◆ Your assignment ◆
Repeat the listing below, swapping "positive clicks" for "foreground clicks" and leaving everything else unchanged.

(Saved data entries)
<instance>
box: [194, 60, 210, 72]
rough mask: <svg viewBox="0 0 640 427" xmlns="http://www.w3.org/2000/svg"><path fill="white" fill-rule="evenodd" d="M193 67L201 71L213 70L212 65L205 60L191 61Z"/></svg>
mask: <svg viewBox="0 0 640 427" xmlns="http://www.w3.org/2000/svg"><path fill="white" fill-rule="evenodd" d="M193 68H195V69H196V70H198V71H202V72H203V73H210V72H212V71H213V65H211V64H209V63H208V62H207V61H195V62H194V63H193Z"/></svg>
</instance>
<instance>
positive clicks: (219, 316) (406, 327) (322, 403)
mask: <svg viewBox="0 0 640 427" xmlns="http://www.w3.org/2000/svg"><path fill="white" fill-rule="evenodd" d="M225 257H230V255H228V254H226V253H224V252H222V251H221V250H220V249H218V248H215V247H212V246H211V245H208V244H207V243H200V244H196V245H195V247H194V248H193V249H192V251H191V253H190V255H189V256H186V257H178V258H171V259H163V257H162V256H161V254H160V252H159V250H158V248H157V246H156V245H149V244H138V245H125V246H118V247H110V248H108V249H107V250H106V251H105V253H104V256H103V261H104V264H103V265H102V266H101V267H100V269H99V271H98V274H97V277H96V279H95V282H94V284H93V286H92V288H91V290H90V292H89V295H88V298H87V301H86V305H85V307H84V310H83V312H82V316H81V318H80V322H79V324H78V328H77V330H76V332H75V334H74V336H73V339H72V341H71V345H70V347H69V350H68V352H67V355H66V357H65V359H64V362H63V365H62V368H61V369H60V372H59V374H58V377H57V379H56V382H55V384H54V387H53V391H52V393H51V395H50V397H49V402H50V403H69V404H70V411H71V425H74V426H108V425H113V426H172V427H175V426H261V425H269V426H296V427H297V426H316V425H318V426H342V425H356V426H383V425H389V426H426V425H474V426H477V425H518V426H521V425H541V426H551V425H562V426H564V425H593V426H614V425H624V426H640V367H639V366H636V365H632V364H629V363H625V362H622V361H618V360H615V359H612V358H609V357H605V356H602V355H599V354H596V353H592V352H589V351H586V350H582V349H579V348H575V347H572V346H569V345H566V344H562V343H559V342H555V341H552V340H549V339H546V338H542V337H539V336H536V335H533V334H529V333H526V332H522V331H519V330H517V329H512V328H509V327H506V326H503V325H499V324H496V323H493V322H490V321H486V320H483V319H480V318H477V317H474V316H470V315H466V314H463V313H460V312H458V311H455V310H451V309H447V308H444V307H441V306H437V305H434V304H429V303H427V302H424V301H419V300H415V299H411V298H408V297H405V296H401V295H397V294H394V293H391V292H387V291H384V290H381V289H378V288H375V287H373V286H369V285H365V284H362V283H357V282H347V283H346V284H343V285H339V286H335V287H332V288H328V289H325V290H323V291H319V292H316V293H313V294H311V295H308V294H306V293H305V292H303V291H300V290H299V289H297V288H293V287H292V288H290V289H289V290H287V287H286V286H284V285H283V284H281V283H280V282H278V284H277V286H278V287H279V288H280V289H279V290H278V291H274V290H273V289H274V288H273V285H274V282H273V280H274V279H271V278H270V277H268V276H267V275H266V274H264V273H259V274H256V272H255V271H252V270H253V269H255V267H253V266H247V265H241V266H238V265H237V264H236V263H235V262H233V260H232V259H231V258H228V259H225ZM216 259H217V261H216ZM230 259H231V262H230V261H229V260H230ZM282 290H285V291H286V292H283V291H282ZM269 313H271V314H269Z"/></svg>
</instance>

◆ Output for this task ◆
<instance>
box: [194, 60, 210, 72]
rough mask: <svg viewBox="0 0 640 427" xmlns="http://www.w3.org/2000/svg"><path fill="white" fill-rule="evenodd" d="M193 67L201 71L213 70L212 65L205 60L191 61Z"/></svg>
mask: <svg viewBox="0 0 640 427" xmlns="http://www.w3.org/2000/svg"><path fill="white" fill-rule="evenodd" d="M193 68H195V69H196V70H198V71H202V72H203V73H210V72H212V71H213V65H211V64H209V63H208V62H207V61H195V62H194V63H193Z"/></svg>
</instance>
<instance>
foreground clicks: (219, 316) (406, 327) (322, 403)
mask: <svg viewBox="0 0 640 427" xmlns="http://www.w3.org/2000/svg"><path fill="white" fill-rule="evenodd" d="M225 257H230V255H228V254H226V253H224V252H222V251H221V250H220V249H218V248H215V247H212V246H211V245H208V244H207V243H200V244H196V245H195V247H194V248H193V249H192V251H191V253H190V255H189V256H186V257H178V258H171V259H163V257H162V256H161V254H160V252H159V250H158V248H157V246H156V245H149V244H138V245H125V246H118V247H110V248H108V249H107V250H106V251H105V253H104V256H103V261H104V264H103V265H102V266H101V267H100V269H99V271H98V274H97V277H96V279H95V282H94V284H93V286H92V288H91V290H90V292H89V295H88V298H87V301H86V305H85V307H84V310H83V312H82V316H81V318H80V322H79V324H78V328H77V330H76V332H75V334H74V336H73V339H72V341H71V345H70V347H69V350H68V352H67V355H66V357H65V359H64V362H63V365H62V368H61V369H60V372H59V374H58V377H57V379H56V382H55V384H54V387H53V391H52V393H51V395H50V397H49V402H50V403H69V404H70V411H71V425H74V426H108V425H113V426H172V427H175V426H261V425H269V426H296V427H297V426H316V425H318V426H342V425H356V426H383V425H389V426H426V425H474V426H477V425H518V426H521V425H541V426H551V425H562V426H564V425H593V426H614V425H624V426H640V367H639V366H636V365H632V364H629V363H625V362H622V361H618V360H615V359H612V358H609V357H605V356H602V355H599V354H596V353H592V352H589V351H586V350H582V349H579V348H575V347H572V346H569V345H566V344H562V343H559V342H555V341H552V340H549V339H546V338H542V337H539V336H536V335H533V334H529V333H526V332H522V331H519V330H517V329H512V328H509V327H506V326H503V325H499V324H496V323H493V322H490V321H486V320H483V319H480V318H477V317H474V316H470V315H466V314H463V313H460V312H458V311H455V310H451V309H447V308H444V307H441V306H437V305H434V304H429V303H427V302H424V301H419V300H415V299H411V298H408V297H405V296H401V295H397V294H394V293H391V292H387V291H384V290H381V289H378V288H375V287H373V286H369V285H365V284H362V283H357V282H347V283H346V284H343V285H339V286H335V287H332V288H328V289H325V290H323V291H319V292H316V293H313V294H311V295H308V294H306V293H305V292H303V291H300V290H299V289H297V288H293V287H292V288H290V289H289V290H287V287H286V286H284V285H283V284H281V283H280V282H278V284H277V286H278V287H279V288H280V289H279V290H278V291H274V290H273V289H274V288H273V285H274V282H273V280H274V279H271V278H270V277H268V276H267V275H266V274H264V273H259V274H256V272H255V271H252V270H253V269H255V267H253V266H247V265H241V266H238V265H237V264H236V263H235V262H233V260H232V259H231V258H228V259H225ZM216 259H217V261H216ZM230 259H231V262H230V261H229V260H230ZM282 290H285V291H286V292H283V291H282ZM269 313H271V314H269Z"/></svg>
</instance>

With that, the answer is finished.